:: EXERCISE OBJECTIVE ::
Reproduce all the entries exactly and keep the pictures out.

:: DATA FOR THIS EXERCISE ::

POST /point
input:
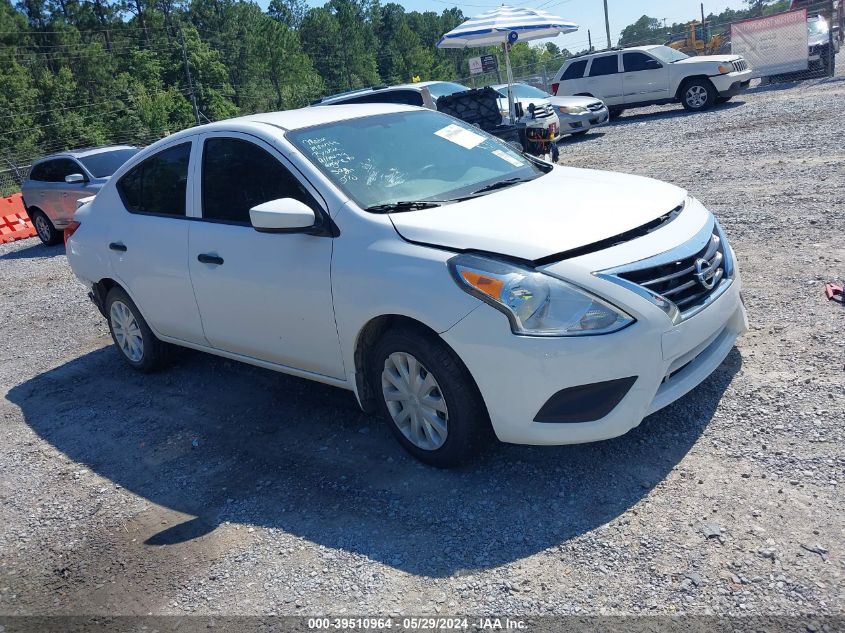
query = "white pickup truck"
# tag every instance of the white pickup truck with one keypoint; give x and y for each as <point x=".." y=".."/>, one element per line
<point x="648" y="75"/>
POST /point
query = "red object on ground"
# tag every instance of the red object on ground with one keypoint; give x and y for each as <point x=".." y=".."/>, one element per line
<point x="832" y="290"/>
<point x="14" y="221"/>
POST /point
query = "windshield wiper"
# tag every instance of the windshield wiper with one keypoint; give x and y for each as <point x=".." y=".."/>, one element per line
<point x="399" y="207"/>
<point x="501" y="184"/>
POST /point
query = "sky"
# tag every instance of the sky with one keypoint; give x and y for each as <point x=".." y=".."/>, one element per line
<point x="588" y="14"/>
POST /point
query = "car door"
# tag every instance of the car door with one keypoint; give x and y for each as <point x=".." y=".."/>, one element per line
<point x="644" y="78"/>
<point x="148" y="241"/>
<point x="261" y="295"/>
<point x="604" y="79"/>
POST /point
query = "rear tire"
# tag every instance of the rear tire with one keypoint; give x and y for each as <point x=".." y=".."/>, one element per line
<point x="698" y="95"/>
<point x="133" y="338"/>
<point x="428" y="397"/>
<point x="44" y="228"/>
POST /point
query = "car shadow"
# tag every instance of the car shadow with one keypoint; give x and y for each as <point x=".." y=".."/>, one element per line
<point x="573" y="139"/>
<point x="35" y="251"/>
<point x="676" y="111"/>
<point x="226" y="442"/>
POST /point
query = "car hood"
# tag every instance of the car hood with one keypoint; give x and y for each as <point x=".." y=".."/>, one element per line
<point x="718" y="59"/>
<point x="562" y="210"/>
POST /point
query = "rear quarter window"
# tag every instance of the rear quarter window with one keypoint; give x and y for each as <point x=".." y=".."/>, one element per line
<point x="575" y="70"/>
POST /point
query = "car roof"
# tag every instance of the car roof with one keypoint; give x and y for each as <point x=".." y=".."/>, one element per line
<point x="370" y="89"/>
<point x="86" y="151"/>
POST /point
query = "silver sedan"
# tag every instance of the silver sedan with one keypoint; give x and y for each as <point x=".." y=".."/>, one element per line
<point x="578" y="115"/>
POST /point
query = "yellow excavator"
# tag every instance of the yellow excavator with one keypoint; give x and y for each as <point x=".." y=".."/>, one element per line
<point x="699" y="39"/>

:: SOLUTION TO THE PROBLEM ::
POST /point
input:
query = "white pickup truck"
# tag every instance of the white pickup truck with one keypoint; give x and y for each as <point x=".." y=".."/>, one element per line
<point x="648" y="75"/>
POST /point
query = "red object on ground"
# tag every instance of the red object on ground with one keypoint; give x and y for each as <point x=".." y=".."/>, one element per line
<point x="832" y="290"/>
<point x="14" y="221"/>
POST /point
query = "windshield wiper"
# tag every instance of the windshield wiper with one keypoint; give x and y for each as <point x=".." y=".."/>, one element per line
<point x="399" y="207"/>
<point x="501" y="184"/>
POST /point
query = "sky"
# tag every instance of the sky with one keypoint; give x and y for each as <point x=".." y=".."/>, one element per line
<point x="588" y="14"/>
POST /point
query = "car door"
# tag every instance of the car door with one keypoint; give x and y for each as <point x=".." y=".."/>, one element per line
<point x="644" y="78"/>
<point x="148" y="241"/>
<point x="261" y="295"/>
<point x="604" y="79"/>
POST /point
query = "rear tire"
# tag every instance of the rear tire with one keypoint; give x and y for each as <point x=".." y=".."/>, one element per line
<point x="698" y="95"/>
<point x="133" y="338"/>
<point x="428" y="397"/>
<point x="44" y="228"/>
POST /point
query = "car shadow"
# tag every instance of the car shadow with one keypoint; give x and y for each as <point x=".." y=".."/>, one element per line
<point x="573" y="139"/>
<point x="35" y="251"/>
<point x="676" y="111"/>
<point x="226" y="442"/>
POST /point
query = "car hood"
# tag every instance of the car hood with one keypoint; give x and y for each as <point x=".." y=".."/>, one element per line
<point x="718" y="59"/>
<point x="562" y="210"/>
POST /point
query = "rear quarter window"
# tag every instance of the rear quarter window with one keypoint; give x and y for each as <point x=".." y=".."/>, one element per line
<point x="575" y="70"/>
POST /point
query = "car roof"
# tag every instance of the car roof with one keypoint; give x and y for each as <point x=".." y=".."/>, one element per line
<point x="370" y="89"/>
<point x="86" y="151"/>
POST /point
query = "silver sedan"
# tag every instance of the silver sedan with one keypoint; give x and y for each as <point x=".." y=".."/>, one element per line
<point x="578" y="115"/>
POST /point
query = "yellow excavator"
# tag every instance of the yellow excavator with one keypoint; give x and y for each as <point x=".." y=".."/>, one element per line
<point x="699" y="39"/>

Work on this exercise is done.